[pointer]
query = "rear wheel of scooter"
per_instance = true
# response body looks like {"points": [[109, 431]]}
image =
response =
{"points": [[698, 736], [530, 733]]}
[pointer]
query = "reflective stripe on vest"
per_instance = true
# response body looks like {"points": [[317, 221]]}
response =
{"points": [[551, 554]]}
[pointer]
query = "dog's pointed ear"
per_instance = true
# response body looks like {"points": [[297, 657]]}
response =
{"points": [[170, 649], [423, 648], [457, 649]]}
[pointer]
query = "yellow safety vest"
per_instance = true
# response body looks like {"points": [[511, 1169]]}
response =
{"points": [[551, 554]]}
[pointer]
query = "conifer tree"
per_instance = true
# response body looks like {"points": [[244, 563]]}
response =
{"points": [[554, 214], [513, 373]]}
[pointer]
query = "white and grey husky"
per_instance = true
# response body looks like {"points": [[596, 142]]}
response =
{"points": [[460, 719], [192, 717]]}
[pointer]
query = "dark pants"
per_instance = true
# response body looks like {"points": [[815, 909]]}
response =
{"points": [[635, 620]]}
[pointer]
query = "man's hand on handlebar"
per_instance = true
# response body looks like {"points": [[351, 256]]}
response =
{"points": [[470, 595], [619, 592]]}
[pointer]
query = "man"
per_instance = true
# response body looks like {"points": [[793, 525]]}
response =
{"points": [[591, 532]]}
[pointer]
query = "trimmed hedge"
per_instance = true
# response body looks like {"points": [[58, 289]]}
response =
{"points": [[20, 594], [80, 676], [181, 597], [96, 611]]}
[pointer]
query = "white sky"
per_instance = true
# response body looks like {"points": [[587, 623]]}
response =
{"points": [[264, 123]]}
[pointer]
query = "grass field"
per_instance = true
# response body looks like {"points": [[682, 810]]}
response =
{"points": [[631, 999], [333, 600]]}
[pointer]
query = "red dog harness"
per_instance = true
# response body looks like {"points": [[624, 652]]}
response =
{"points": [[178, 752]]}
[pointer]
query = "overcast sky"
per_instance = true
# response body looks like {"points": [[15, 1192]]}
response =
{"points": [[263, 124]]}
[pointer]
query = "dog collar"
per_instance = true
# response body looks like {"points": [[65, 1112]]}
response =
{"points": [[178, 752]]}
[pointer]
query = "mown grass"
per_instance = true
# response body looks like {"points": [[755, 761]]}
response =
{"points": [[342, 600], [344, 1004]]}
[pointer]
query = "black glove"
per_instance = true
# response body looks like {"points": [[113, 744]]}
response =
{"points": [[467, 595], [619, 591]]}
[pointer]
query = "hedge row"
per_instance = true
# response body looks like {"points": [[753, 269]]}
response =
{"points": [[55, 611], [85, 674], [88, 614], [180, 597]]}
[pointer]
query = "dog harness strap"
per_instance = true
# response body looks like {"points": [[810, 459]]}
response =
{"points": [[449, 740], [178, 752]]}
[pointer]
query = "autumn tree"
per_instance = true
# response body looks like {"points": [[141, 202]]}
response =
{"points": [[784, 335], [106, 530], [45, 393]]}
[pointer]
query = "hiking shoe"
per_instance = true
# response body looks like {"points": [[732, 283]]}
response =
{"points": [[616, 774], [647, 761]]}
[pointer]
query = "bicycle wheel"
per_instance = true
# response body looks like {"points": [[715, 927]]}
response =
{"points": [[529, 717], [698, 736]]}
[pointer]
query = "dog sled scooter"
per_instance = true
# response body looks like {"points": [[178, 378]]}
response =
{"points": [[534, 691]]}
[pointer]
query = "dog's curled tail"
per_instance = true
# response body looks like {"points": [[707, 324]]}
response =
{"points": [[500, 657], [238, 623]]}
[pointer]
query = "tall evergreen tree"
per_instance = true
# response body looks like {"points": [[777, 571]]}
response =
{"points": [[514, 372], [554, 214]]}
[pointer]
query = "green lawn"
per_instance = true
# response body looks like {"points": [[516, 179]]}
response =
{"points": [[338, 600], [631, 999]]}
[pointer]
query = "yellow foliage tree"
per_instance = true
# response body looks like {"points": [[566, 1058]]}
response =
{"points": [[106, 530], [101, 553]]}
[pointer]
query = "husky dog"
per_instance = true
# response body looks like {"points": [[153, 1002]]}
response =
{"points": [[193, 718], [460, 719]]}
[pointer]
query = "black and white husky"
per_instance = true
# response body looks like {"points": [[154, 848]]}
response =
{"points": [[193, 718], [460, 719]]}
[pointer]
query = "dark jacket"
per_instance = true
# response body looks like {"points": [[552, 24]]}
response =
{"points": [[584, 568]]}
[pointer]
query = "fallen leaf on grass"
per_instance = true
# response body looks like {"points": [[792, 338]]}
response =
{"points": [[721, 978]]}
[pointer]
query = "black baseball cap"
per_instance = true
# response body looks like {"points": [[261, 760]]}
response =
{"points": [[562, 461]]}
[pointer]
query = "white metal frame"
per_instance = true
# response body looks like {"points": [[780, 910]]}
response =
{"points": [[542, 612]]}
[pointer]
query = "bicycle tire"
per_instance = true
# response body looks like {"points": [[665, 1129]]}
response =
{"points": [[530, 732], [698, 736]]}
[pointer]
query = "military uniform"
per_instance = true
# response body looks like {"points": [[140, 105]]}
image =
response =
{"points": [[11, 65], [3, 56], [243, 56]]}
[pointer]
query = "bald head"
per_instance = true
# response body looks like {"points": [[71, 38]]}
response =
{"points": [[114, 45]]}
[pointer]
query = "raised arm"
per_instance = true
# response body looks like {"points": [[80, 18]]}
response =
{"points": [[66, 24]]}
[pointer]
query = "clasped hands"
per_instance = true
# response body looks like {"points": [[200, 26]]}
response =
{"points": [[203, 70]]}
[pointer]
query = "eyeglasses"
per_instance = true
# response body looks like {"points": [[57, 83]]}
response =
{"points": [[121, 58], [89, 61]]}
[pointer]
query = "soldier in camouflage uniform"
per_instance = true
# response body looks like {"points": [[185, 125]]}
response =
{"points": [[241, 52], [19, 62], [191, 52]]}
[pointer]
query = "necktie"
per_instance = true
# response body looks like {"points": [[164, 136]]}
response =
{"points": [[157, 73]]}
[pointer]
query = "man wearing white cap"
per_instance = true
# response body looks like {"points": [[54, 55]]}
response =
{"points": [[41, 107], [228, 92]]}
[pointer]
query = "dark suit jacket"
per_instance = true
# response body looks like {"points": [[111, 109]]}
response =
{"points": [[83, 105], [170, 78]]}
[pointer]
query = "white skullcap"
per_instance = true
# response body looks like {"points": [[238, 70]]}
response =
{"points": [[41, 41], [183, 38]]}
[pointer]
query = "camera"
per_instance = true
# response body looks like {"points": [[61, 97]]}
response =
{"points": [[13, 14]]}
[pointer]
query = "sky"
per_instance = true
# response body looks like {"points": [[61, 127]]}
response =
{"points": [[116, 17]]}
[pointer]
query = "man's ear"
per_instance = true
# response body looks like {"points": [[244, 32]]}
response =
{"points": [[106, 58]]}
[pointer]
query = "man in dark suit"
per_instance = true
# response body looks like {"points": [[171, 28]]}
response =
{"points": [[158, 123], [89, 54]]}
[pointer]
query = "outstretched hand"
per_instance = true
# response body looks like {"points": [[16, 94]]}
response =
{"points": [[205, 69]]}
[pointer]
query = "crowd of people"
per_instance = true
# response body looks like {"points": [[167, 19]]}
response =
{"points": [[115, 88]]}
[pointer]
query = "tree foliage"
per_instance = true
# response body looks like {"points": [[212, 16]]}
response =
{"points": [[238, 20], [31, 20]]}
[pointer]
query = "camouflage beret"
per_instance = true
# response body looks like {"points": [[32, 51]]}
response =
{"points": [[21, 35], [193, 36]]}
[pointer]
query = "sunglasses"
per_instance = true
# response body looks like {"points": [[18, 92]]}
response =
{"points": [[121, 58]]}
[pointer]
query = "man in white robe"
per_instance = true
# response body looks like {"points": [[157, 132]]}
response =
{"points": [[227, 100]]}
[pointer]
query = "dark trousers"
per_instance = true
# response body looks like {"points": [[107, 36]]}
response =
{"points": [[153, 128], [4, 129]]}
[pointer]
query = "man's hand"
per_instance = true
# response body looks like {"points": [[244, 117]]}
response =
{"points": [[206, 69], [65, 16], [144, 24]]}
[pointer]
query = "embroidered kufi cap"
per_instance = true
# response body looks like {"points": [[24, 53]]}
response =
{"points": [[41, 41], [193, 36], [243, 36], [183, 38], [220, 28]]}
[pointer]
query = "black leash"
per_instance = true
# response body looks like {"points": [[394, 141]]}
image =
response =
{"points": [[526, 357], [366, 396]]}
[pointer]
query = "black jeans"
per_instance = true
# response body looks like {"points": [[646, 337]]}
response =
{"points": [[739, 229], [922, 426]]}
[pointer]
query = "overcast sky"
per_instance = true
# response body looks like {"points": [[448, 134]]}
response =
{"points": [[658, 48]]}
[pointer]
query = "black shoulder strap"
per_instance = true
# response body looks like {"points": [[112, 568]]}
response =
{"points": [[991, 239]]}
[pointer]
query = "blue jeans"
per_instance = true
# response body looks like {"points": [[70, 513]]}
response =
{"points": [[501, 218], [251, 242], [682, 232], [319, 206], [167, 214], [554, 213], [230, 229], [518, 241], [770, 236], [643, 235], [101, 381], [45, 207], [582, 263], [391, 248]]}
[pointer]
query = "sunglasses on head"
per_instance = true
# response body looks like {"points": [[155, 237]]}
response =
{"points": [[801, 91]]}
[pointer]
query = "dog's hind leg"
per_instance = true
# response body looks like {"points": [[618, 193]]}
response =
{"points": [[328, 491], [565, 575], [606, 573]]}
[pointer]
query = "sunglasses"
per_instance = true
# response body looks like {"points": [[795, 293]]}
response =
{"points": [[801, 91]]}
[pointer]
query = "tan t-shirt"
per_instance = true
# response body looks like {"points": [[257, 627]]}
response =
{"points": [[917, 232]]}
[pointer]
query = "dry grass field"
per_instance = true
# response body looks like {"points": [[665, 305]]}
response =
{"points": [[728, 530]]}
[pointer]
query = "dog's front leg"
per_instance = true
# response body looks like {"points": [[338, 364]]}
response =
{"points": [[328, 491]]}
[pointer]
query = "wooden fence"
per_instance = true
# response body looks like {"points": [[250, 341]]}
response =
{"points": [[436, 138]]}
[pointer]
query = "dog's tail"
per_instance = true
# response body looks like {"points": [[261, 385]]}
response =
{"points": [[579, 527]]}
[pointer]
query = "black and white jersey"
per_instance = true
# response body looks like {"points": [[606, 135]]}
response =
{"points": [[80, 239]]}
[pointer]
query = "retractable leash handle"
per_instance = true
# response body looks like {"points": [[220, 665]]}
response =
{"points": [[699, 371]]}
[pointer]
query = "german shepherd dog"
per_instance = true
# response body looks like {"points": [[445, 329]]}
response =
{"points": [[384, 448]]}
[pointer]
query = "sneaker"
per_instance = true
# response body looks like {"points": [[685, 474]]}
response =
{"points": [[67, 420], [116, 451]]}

## REQUIREMENTS
Locate each line in the records above that contains the word "tail", and copy every such line.

## TASK RESULT
query = "dog's curled tail"
query = "dog's tail"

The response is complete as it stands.